*** DATA Section Begins ***

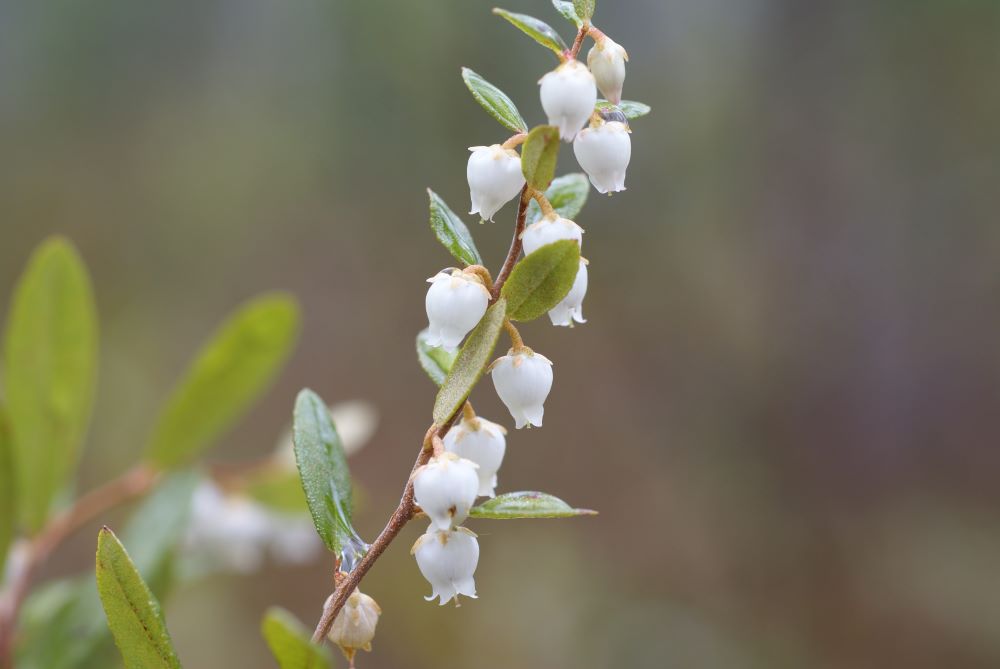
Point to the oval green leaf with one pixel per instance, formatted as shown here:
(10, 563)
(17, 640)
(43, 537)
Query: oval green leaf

*** DATA Section Ends ***
*** DATA Section Begins ***

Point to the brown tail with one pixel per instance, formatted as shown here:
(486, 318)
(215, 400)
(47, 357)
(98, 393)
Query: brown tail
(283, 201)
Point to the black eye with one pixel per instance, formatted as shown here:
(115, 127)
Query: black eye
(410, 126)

*** DATA Section Ends ***
*** DATA Section Begins ***

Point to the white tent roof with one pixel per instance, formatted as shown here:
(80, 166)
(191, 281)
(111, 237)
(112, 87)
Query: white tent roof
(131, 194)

*** DATA Section Ends ***

→ **EXERCISE INSTRUCTIONS**
Pull out every line in the data above that has the word "green".

→ **RESULT OF THE TASK**
Point to the oval green leaf with one pixel per instance, formatted as shown here:
Query: oval green leaf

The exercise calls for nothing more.